Task statement: The records below should be written out again, exactly.

-------------------------

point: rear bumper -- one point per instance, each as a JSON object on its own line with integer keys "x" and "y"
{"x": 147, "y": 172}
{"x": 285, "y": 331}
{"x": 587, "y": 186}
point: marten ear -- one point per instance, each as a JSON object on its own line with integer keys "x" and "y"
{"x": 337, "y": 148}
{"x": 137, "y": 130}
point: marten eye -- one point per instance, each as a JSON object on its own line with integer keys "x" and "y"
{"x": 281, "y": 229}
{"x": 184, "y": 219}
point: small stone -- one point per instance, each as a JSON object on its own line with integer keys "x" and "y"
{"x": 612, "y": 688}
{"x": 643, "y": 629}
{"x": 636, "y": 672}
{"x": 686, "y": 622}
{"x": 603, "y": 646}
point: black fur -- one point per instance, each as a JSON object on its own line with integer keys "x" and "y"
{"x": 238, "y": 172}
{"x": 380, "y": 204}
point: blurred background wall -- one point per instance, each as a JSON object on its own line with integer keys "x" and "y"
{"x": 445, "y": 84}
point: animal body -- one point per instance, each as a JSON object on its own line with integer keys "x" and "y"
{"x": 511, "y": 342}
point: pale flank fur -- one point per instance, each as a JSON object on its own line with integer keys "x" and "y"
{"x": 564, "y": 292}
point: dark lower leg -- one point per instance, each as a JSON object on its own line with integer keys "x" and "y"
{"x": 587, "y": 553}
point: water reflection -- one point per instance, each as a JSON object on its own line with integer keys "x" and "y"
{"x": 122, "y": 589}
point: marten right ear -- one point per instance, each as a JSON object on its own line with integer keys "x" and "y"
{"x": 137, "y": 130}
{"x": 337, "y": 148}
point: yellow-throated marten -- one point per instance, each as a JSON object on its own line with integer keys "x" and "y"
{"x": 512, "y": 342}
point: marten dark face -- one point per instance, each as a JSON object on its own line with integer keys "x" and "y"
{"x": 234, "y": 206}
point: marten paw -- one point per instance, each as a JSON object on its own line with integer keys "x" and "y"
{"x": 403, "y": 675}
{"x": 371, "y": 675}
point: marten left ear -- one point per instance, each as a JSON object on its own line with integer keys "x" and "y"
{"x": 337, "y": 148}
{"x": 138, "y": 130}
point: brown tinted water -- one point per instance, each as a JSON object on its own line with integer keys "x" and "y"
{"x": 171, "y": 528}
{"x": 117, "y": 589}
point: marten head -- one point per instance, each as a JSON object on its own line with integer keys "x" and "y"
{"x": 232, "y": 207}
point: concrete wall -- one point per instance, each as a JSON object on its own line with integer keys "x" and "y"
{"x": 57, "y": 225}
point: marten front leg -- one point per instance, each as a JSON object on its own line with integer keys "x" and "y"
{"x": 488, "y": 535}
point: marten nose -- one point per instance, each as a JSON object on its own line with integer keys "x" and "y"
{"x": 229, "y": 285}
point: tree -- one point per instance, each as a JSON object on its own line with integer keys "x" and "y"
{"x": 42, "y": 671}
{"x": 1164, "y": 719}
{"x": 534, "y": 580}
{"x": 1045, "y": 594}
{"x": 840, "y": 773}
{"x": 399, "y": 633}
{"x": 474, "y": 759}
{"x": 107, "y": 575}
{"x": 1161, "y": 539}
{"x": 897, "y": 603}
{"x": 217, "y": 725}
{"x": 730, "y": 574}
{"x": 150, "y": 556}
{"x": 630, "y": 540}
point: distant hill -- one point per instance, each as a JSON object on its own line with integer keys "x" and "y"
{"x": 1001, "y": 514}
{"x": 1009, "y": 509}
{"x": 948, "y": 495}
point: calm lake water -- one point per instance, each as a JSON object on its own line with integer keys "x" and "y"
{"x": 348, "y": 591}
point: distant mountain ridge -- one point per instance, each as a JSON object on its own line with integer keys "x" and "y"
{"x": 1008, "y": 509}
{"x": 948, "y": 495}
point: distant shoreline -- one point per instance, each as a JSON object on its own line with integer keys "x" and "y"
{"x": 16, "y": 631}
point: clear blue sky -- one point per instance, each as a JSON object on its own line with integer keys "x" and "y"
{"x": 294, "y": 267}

-------------------------

Written response:
point: rear bumper -- one point per instance, each as a JSON object on its own line with integer keys "x" and "y"
{"x": 147, "y": 172}
{"x": 285, "y": 331}
{"x": 587, "y": 186}
point: marten ear -- one point per instance, each as a JSON object on its own line with integer keys "x" and "y"
{"x": 337, "y": 148}
{"x": 137, "y": 130}
point: marten eye -- one point per instance, each as a JSON object on its own line with integer keys "x" and "y"
{"x": 281, "y": 229}
{"x": 184, "y": 219}
point: small stone -- one point per instance, each as a JSON object on its own line with integer keys "x" and "y"
{"x": 612, "y": 688}
{"x": 643, "y": 629}
{"x": 636, "y": 672}
{"x": 686, "y": 622}
{"x": 603, "y": 646}
point: black fur -- one point per instance, each as a JSON object on its own line with integer keys "x" and "y"
{"x": 238, "y": 172}
{"x": 380, "y": 204}
point: blurred background wall -- one point per instance, each as a JSON object on its own line with integer keys "x" and "y"
{"x": 445, "y": 84}
point: animal body -- one point per instance, each as a JSON object on its own line with integer keys "x" and "y"
{"x": 511, "y": 342}
point: pale flank fur -- one point per instance, each as a JSON object on its own line with integer keys "x" and "y"
{"x": 564, "y": 292}
point: dark lower leg -- one point per instance, each as a JSON object on its own line with integer keys "x" and "y"
{"x": 587, "y": 553}
point: water reflection -- one point per instance, each as a JSON object on its own line with integer keys "x" and "y"
{"x": 122, "y": 589}
point: marten right ear -- one point per instance, each as a JSON object on its own line with integer keys "x" and "y"
{"x": 137, "y": 130}
{"x": 337, "y": 148}
point: yellow-throated marten -- one point per instance, each as a JSON object on its own line with integer keys "x" and "y"
{"x": 512, "y": 342}
point: marten dark face -- one point per instance, each as a JSON object on its own line with integer keys "x" and "y"
{"x": 234, "y": 206}
point: marten paw -- one point per instance, each as a JSON object on its own line with integer keys "x" and "y"
{"x": 403, "y": 675}
{"x": 371, "y": 675}
point: marten left ear -- one point per instance, each as a JSON object on its own line with integer keys "x" and "y"
{"x": 337, "y": 148}
{"x": 138, "y": 130}
point: brown tinted water -- one point per instance, each as a JSON object on its own line with integer keys "x" and "y"
{"x": 171, "y": 528}
{"x": 117, "y": 589}
point: marten head -- one point per instance, each as a JSON object on its own line with integer keys "x" and "y"
{"x": 232, "y": 207}
point: concrete wall -- one point per instance, each as a JSON object on its own line with integer keys "x" and "y"
{"x": 57, "y": 225}
point: marten front leg -- one point per instance, each as a JSON object on its own line with integer keys "x" and "y"
{"x": 488, "y": 535}
point: marten nose -- one point per instance, each as a JSON object on its own line with integer keys "x" and "y"
{"x": 229, "y": 285}
point: tree -- one point per instance, each as a JSON object on its own line with integer keys "x" and "y"
{"x": 42, "y": 671}
{"x": 1164, "y": 719}
{"x": 534, "y": 580}
{"x": 1045, "y": 594}
{"x": 840, "y": 773}
{"x": 399, "y": 633}
{"x": 474, "y": 759}
{"x": 107, "y": 575}
{"x": 1161, "y": 539}
{"x": 897, "y": 603}
{"x": 217, "y": 725}
{"x": 730, "y": 574}
{"x": 150, "y": 556}
{"x": 630, "y": 540}
point: distant hill -- one point per instance, each as a JSON object on its own line with integer keys "x" and "y"
{"x": 1001, "y": 514}
{"x": 1009, "y": 509}
{"x": 948, "y": 495}
point: calm lake water -- one point per instance, each as a JSON object on its own line with integer keys "x" and "y"
{"x": 348, "y": 591}
point: distant mountain ridge -- one point per instance, each as a JSON object on its own line with integer keys "x" and "y"
{"x": 1008, "y": 509}
{"x": 948, "y": 495}
point: distant shoreline -- one point per instance, each as a JSON object on its own line with integer keys "x" and "y"
{"x": 16, "y": 631}
point: clear blue sky -- one point per instance, each as a JSON object on its own line with integer keys "x" and "y"
{"x": 294, "y": 267}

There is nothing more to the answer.